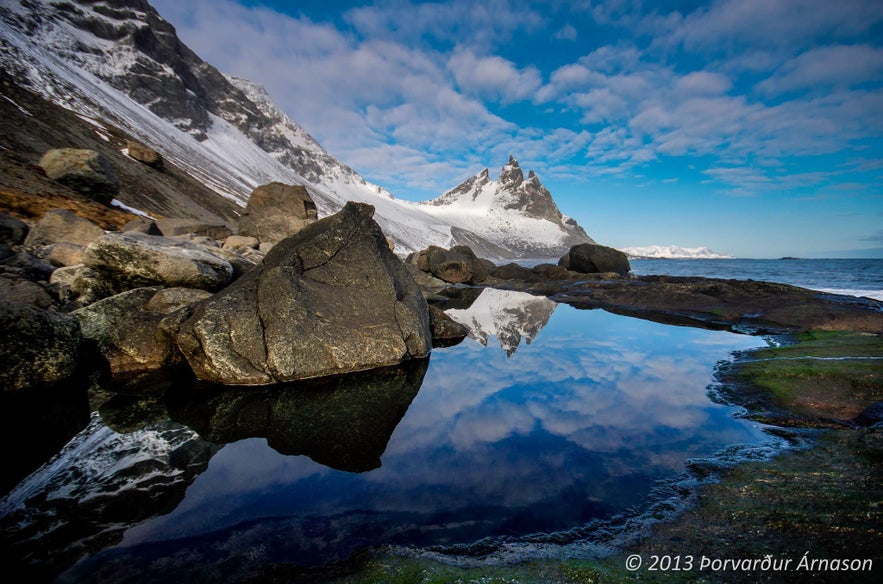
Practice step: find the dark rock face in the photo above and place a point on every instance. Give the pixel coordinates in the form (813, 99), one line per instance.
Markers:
(86, 171)
(343, 422)
(331, 299)
(144, 154)
(590, 258)
(38, 347)
(275, 211)
(175, 227)
(12, 231)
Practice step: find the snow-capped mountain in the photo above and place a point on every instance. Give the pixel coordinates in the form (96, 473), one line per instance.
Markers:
(514, 210)
(506, 314)
(673, 252)
(118, 63)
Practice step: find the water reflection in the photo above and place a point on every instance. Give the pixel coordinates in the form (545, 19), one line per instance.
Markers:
(578, 424)
(343, 422)
(509, 316)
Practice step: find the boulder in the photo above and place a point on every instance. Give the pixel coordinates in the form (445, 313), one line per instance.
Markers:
(446, 332)
(590, 258)
(17, 288)
(126, 333)
(12, 231)
(176, 227)
(132, 260)
(63, 254)
(331, 299)
(458, 265)
(144, 154)
(38, 347)
(79, 284)
(275, 211)
(168, 300)
(63, 226)
(86, 171)
(142, 225)
(235, 242)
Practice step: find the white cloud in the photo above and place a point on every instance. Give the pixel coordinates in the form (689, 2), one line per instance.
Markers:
(493, 77)
(822, 67)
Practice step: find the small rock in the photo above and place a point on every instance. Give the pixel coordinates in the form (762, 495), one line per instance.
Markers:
(12, 231)
(131, 260)
(144, 154)
(275, 211)
(590, 258)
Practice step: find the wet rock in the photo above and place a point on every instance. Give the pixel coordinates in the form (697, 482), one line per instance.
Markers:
(343, 422)
(86, 171)
(12, 231)
(331, 299)
(590, 258)
(38, 347)
(131, 260)
(446, 332)
(275, 211)
(144, 154)
(176, 227)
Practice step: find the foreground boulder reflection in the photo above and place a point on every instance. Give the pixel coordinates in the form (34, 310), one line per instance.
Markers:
(342, 422)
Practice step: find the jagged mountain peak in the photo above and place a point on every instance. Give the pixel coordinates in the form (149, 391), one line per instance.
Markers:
(119, 64)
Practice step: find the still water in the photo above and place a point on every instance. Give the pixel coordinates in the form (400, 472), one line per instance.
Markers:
(546, 419)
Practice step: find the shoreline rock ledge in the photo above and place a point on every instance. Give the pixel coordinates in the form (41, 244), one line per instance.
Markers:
(330, 299)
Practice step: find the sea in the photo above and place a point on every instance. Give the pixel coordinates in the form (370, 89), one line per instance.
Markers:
(852, 277)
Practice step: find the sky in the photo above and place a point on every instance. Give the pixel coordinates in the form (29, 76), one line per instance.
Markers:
(753, 127)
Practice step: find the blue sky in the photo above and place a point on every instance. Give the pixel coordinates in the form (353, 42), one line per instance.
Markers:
(754, 127)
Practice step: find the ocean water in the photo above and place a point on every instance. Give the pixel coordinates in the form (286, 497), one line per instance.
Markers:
(853, 277)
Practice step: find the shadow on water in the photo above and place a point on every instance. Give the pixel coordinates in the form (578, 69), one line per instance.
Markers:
(151, 438)
(573, 419)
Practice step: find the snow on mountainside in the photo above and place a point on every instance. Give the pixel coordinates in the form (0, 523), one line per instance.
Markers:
(673, 252)
(118, 61)
(514, 210)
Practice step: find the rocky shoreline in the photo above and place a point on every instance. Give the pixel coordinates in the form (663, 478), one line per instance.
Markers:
(84, 308)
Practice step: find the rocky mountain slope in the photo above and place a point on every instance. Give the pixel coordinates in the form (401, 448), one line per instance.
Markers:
(119, 65)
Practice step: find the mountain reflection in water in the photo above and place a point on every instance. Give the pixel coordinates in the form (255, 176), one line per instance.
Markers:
(578, 424)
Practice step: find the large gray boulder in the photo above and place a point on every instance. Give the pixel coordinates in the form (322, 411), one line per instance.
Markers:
(331, 299)
(127, 335)
(275, 211)
(130, 260)
(38, 347)
(63, 226)
(85, 171)
(591, 258)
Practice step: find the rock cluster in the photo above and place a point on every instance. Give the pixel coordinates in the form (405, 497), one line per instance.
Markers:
(330, 297)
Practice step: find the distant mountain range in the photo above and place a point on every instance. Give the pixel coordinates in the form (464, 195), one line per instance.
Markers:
(119, 64)
(673, 252)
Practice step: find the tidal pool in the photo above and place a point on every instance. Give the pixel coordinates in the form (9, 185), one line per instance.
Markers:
(546, 419)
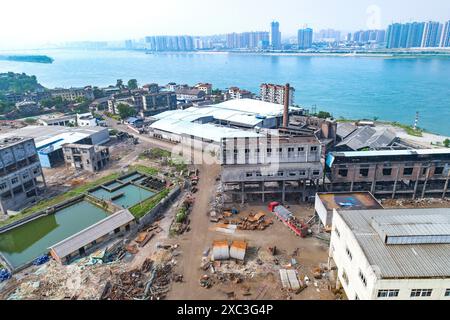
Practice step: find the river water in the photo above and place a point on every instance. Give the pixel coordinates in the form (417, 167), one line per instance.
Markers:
(352, 87)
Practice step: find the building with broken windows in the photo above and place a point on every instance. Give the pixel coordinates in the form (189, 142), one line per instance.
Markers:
(395, 254)
(390, 173)
(86, 157)
(275, 167)
(21, 175)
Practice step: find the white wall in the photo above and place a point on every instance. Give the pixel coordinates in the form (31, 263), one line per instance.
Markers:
(355, 286)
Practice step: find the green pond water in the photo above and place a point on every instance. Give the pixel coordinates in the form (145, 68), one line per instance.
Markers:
(23, 244)
(131, 178)
(132, 195)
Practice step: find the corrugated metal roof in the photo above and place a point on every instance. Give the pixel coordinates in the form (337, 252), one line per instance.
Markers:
(378, 153)
(399, 261)
(94, 232)
(368, 137)
(345, 129)
(203, 131)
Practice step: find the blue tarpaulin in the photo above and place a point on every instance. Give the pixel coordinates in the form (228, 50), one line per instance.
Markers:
(4, 275)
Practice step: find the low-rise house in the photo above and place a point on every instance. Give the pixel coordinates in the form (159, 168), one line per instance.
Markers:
(189, 94)
(86, 157)
(73, 94)
(89, 239)
(395, 254)
(390, 173)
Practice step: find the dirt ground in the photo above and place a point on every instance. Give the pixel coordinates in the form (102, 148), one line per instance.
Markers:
(259, 284)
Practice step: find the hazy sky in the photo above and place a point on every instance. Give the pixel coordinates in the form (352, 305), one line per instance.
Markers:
(32, 22)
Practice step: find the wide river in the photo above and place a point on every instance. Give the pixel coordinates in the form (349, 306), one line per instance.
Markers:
(351, 87)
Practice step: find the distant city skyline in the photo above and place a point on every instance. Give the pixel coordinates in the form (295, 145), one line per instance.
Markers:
(51, 22)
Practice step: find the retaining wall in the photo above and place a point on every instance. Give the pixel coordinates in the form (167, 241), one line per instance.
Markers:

# PROBLEM STATEMENT
Work through the entries, filtering for the string "shoreline", and copy each line that holds it.

# RESULT FOR THIS TASK
Practice step: find the shoreline rock ledge in the photo above and place a point on every instance. Give the pixel coordinates in the form (41, 244), one line per instance.
Practice step: find the rocky shoreline in the photo above and place a point on every instance. Give the pixel coordinates in the form (663, 478), one line per instance.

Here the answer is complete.